### Required work
In every one of the records below, substitute "image coordinates" for each occurrence of "pixel coordinates" and leave everything else unchanged.

### Data extract
****************

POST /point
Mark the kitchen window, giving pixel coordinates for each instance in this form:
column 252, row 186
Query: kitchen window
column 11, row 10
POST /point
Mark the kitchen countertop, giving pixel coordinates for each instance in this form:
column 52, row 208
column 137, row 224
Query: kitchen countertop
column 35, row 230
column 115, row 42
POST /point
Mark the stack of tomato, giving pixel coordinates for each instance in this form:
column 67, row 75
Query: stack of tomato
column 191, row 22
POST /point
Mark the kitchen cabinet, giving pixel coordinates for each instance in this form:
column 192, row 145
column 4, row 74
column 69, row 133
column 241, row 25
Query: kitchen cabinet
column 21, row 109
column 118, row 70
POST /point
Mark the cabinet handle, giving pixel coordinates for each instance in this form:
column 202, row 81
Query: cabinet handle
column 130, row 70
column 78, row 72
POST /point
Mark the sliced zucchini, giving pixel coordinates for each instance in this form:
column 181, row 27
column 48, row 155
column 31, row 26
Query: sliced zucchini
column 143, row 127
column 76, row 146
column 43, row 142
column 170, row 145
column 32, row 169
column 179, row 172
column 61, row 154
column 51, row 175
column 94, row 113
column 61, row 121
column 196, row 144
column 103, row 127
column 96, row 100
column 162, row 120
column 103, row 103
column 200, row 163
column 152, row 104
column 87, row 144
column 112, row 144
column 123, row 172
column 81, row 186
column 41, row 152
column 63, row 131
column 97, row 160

****************

### Full solution
POST /point
Mark the kitchen window, giving image coordinates for each instance in this form:
column 252, row 186
Query: kitchen window
column 11, row 10
POST /point
Mark the kitchen countertop, giving image coordinates for each instance in this form:
column 52, row 208
column 137, row 224
Query: kitchen countertop
column 35, row 230
column 115, row 42
POST /point
Mark the stack of tomato, giving image coordinates for each instance in this form:
column 67, row 75
Query: stack of tomato
column 191, row 22
POST /point
Mark the kitchen cabinet, giving image coordinates for each instance in this form:
column 192, row 145
column 4, row 74
column 69, row 133
column 241, row 25
Query: kitchen cabinet
column 21, row 109
column 118, row 70
POST /point
Mark the cabinet handle, giving image coordinates for each instance in this form:
column 202, row 81
Query: cabinet handle
column 130, row 70
column 78, row 72
POST /point
Mark the sliced zucchini, giving image coordinates for each instance in this form:
column 181, row 27
column 48, row 155
column 31, row 26
Query: sliced zucchini
column 143, row 127
column 76, row 146
column 43, row 142
column 170, row 145
column 32, row 169
column 179, row 172
column 61, row 154
column 51, row 175
column 94, row 113
column 61, row 121
column 196, row 144
column 103, row 127
column 96, row 100
column 162, row 120
column 103, row 103
column 200, row 163
column 152, row 104
column 87, row 144
column 112, row 144
column 123, row 172
column 81, row 186
column 41, row 152
column 63, row 131
column 97, row 160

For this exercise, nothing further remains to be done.